### Problem statement
I would like you to return all of the records exactly as they stand.

= = = = = = =

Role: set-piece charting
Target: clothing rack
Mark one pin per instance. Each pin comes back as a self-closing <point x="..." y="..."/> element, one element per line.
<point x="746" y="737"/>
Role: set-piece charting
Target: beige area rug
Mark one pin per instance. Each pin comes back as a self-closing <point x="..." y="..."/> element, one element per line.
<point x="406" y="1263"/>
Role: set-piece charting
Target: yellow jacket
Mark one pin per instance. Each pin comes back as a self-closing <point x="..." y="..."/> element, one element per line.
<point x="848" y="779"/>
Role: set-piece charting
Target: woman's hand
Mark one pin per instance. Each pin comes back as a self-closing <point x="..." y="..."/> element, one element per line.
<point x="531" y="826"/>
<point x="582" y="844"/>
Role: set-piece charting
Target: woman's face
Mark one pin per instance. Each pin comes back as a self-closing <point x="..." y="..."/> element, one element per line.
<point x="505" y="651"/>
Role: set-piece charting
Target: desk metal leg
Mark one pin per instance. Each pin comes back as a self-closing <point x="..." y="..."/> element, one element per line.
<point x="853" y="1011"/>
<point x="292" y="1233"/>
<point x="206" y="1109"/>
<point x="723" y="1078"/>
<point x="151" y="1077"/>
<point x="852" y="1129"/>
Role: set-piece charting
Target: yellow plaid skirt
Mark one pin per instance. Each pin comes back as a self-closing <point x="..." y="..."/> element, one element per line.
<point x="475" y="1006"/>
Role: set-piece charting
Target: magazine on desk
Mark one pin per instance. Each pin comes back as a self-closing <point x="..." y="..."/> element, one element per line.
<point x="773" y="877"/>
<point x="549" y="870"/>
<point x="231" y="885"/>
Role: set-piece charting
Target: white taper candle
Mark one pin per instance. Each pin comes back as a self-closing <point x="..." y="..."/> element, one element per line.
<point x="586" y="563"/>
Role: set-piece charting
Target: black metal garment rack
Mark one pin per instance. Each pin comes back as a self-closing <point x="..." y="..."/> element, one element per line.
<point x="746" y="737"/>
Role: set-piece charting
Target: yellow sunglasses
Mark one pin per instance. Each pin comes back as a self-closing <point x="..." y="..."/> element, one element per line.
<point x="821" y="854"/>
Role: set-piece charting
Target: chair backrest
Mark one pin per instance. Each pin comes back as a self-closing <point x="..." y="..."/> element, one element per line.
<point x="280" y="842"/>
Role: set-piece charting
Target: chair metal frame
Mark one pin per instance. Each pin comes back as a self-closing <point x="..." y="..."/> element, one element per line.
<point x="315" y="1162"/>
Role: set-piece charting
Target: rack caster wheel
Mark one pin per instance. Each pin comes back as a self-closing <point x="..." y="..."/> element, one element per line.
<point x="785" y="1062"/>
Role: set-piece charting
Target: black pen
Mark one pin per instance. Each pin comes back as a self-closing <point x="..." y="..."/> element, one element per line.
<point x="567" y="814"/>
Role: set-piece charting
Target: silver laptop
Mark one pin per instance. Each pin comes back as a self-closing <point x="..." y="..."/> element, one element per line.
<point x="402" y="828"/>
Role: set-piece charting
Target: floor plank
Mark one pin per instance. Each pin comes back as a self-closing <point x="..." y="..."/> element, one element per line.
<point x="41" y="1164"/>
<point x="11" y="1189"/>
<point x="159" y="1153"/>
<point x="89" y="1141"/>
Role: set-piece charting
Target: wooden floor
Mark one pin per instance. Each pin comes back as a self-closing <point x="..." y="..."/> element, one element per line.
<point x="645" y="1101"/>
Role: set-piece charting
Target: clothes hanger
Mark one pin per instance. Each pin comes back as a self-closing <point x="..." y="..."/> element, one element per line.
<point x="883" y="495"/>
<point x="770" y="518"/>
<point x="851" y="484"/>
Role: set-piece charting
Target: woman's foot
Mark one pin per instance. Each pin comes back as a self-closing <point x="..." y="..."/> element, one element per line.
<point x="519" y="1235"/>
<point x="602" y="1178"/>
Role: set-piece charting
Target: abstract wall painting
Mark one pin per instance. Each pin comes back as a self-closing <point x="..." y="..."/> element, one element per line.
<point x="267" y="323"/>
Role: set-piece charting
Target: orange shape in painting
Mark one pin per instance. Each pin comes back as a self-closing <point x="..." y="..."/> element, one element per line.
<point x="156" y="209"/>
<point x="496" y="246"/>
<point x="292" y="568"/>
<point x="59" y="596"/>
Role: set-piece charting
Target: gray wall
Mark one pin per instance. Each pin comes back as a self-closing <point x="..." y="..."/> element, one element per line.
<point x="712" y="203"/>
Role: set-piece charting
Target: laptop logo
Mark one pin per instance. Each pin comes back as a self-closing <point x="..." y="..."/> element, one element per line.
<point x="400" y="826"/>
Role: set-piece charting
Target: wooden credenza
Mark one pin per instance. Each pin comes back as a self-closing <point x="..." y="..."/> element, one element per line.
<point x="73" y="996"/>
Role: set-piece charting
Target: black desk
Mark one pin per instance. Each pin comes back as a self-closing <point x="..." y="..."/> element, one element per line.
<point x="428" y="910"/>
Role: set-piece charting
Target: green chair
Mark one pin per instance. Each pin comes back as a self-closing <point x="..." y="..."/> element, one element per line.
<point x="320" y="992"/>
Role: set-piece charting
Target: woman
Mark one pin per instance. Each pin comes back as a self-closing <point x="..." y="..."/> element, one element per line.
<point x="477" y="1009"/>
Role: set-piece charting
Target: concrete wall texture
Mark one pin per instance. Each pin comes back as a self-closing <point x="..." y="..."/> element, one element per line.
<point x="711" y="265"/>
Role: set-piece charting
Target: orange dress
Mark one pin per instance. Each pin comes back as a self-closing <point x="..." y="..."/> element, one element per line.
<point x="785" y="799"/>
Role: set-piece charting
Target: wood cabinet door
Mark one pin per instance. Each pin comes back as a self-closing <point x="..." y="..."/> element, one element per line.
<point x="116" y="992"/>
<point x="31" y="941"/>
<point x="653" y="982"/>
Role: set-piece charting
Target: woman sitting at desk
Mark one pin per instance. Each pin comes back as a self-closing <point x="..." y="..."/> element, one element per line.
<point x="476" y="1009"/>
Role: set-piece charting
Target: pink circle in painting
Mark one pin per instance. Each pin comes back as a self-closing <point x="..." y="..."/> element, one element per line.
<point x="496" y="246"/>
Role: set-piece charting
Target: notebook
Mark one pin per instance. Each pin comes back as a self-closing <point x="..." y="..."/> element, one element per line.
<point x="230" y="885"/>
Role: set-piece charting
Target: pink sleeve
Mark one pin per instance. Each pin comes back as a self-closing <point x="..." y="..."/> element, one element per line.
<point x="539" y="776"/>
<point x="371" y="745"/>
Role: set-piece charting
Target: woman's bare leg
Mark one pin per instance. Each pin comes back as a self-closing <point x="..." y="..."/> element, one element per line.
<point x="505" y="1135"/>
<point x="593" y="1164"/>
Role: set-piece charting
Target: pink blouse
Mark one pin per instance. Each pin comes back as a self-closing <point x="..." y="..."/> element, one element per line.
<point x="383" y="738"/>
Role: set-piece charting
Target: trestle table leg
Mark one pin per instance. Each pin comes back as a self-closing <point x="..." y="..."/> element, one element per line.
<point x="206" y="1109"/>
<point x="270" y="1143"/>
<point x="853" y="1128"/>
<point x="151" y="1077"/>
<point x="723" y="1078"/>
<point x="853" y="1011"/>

= = = = = = =

### Exercise solution
Role: set-piece charting
Target: clothing rack
Mark one pin per instance. Each pin comes back as a self-closing <point x="..." y="..."/> element, one element per line.
<point x="746" y="737"/>
Role: set-piece charting
Target: beige area rug
Mark one pin per instance. Each pin comes back as a self-closing <point x="..." y="..."/> element, one element per line.
<point x="406" y="1263"/>
Role: set-piece charting
Target: yellow jacket
Mark one pin per instance. Each pin comes back as a self-closing <point x="..." y="..."/> element, one element per line.
<point x="848" y="779"/>
Role: set-piece charting
Target: woman's hand
Mark one pin per instance. Each pin comes back as a self-closing <point x="..." y="..."/> element, one element per line.
<point x="531" y="826"/>
<point x="582" y="844"/>
Role: set-piece charting
Target: woman's face
Mark one pin per instance. Each pin comes back as a self-closing <point x="..." y="..."/> element, one element per line.
<point x="505" y="651"/>
Role: set-piece charting
Target: desk metal leg
Mark one pin per instance. Each pin comes back as a self-closing <point x="..." y="..."/> element, one element per line.
<point x="853" y="1011"/>
<point x="292" y="1233"/>
<point x="206" y="1109"/>
<point x="723" y="1078"/>
<point x="151" y="1077"/>
<point x="852" y="1129"/>
Role: set-piece charting
Target: yellow plaid skirt
Mark one pin per instance. Each pin comes back as a self-closing <point x="..." y="..."/> element, one element per line.
<point x="475" y="1006"/>
Role: set-piece charting
Target: magazine on desk
Mark one pin per instance. Each pin comes back as a self-closing <point x="..." y="..."/> element, one element per line.
<point x="773" y="877"/>
<point x="549" y="870"/>
<point x="231" y="885"/>
Role: set-piece charting
Target: white taper candle
Mark one pin per instance. Each pin comes back as a self-closing <point x="..." y="..."/> element, one element per line.
<point x="586" y="563"/>
Role: set-piece charting
Target: black metal garment rack
Mark one pin per instance. Each pin comes back as a self-closing <point x="..." y="..."/> element, one element per line.
<point x="746" y="737"/>
Role: set-piece charting
Target: yellow sunglasses
Mark one pin per instance. Each pin comes back as a self-closing <point x="..." y="..."/> element, one element per line.
<point x="821" y="854"/>
Role: set-piece charting
Target: chair backrest
Mark one pin per instance. Each pin comes back as a self-closing <point x="..." y="..."/> element, one element per line.
<point x="280" y="842"/>
Role: set-piece charting
Target: chair metal frame
Mark one pin per instance. Each pin comes back as a self-closing <point x="..." y="..."/> element, one element per line.
<point x="315" y="1162"/>
Role: set-piece charting
Target: rack caster wheel
Mark one pin per instance. Each pin comes back as a self-closing <point x="..." y="..."/> element, one element per line.
<point x="785" y="1062"/>
Role: set-piece charting
Target: black pen
Mark one pin per instance. Each pin comes back as a self-closing <point x="..." y="..."/> element, one element per line.
<point x="567" y="814"/>
Role: set-piece charting
Target: silver laptop
Mark one pin per instance. Each pin comes back as a self-closing <point x="..." y="..."/> element, one element per line.
<point x="402" y="828"/>
Role: set-piece charting
Target: floor plank
Mark one pin per instance. Each pin comes back as a self-closing <point x="..." y="..."/> element, one element per line.
<point x="41" y="1164"/>
<point x="11" y="1189"/>
<point x="159" y="1153"/>
<point x="89" y="1141"/>
Role: set-piece charting
Target: wooden floor
Mark one pin per instance. Each pin comes back as a self-closing <point x="..." y="..."/> element, one element per line.
<point x="645" y="1101"/>
Role: set-piece charting
Target: clothes hanger
Mark one pin per instance. Each pin comes back as a self-closing <point x="..." y="..."/> element, one element per line.
<point x="883" y="495"/>
<point x="770" y="518"/>
<point x="851" y="484"/>
Role: set-piece charting
Target: woman's foot
Mark one pin per instance. Each pin comes back as a self-closing <point x="..." y="..."/> element, one element per line.
<point x="519" y="1235"/>
<point x="602" y="1178"/>
Role: set-piece charting
Target: abstract wall painting
Mark one pin per instance. Each pin comes back as a self-closing <point x="..." y="..."/> element, one element per line.
<point x="267" y="323"/>
Role: set-piece charting
Target: orange shape in painting
Mark one pin per instance. Each pin comes back as a self-closing <point x="..." y="..."/> element, one element per line.
<point x="156" y="209"/>
<point x="496" y="246"/>
<point x="292" y="568"/>
<point x="59" y="596"/>
Role: set-piece charting
Target: gray wall
Mark one pin per instance. Each pin comes back as a self-closing <point x="..." y="..."/> element, one element per line.
<point x="712" y="203"/>
Role: set-piece charting
Target: laptop logo
Mark one pin per instance. Each pin comes back as a self-closing <point x="..." y="..."/> element, one element per line.
<point x="400" y="826"/>
Role: set-piece charting
Target: wooden credenza
Mark one pin per instance. Each pin comes back as a self-closing <point x="..." y="..."/> element, one element per line.
<point x="73" y="996"/>
Role: set-piece charting
Target: black desk
Mark one pin per instance. Each pin comes back as a self-closing <point x="..." y="..."/> element, one element per line.
<point x="428" y="910"/>
Role: set-piece charting
Target: green chair
Mark one pin per instance. Each pin comes back as a self-closing <point x="..." y="..."/> element, one element per line.
<point x="320" y="992"/>
Role: set-piece charting
Target: woman
Mark one pin per instance. Each pin comes back as a self-closing <point x="..." y="..."/> element, one element per line.
<point x="477" y="1009"/>
Role: set-piece charting
Target: concrete wall texture
Mark one pin per instance. Each pin comes back as a self-closing <point x="..." y="..."/> element, one element per line.
<point x="711" y="265"/>
Role: set-piece charting
Target: orange dress
Mark one pin per instance. Each pin comes back as a self-closing <point x="..." y="..."/> element, one element per line.
<point x="785" y="799"/>
Role: set-piece charting
Target: wood cabinet door
Mark one pin per instance. Each pin comes back as a self-closing <point x="..." y="..."/> element, one element per line.
<point x="116" y="992"/>
<point x="31" y="941"/>
<point x="653" y="982"/>
Role: set-piece charting
Target: woman sitting at desk
Mark one pin per instance. Each pin comes back as a self-closing <point x="..." y="..."/> element, one element per line.
<point x="476" y="1009"/>
Role: set-piece charting
Target: pink circle in painting
Mark one pin per instance. Each pin comes back as a self-closing <point x="..." y="..."/> element, one element per line.
<point x="496" y="246"/>
Role: set-piece charting
Target: notebook
Mark one pin per instance. Each pin comes back as a self-closing <point x="..." y="..."/> element, one element per line.
<point x="230" y="885"/>
Role: set-piece charting
Target: pink sleeve
Mark one pin per instance. Each pin comes back as a self-closing <point x="..." y="..."/> element, one element per line.
<point x="539" y="776"/>
<point x="371" y="745"/>
Role: set-piece charting
Target: woman's bare leg
Mark one pin per instance. Each pin comes back as a self-closing <point x="..." y="..."/> element, one element per line.
<point x="505" y="1135"/>
<point x="593" y="1164"/>
Role: set-piece charting
Target: pink blouse
Mark one pin per instance. Each pin comes back as a self-closing <point x="..." y="..."/> element, one element per line.
<point x="383" y="738"/>
Role: set-piece charting
Target: trestle table leg
Mark one pin per instance. Each pin comes back as a self-closing <point x="..." y="..."/> element, one element per line.
<point x="206" y="1109"/>
<point x="270" y="1143"/>
<point x="853" y="1128"/>
<point x="151" y="1077"/>
<point x="723" y="1078"/>
<point x="853" y="1011"/>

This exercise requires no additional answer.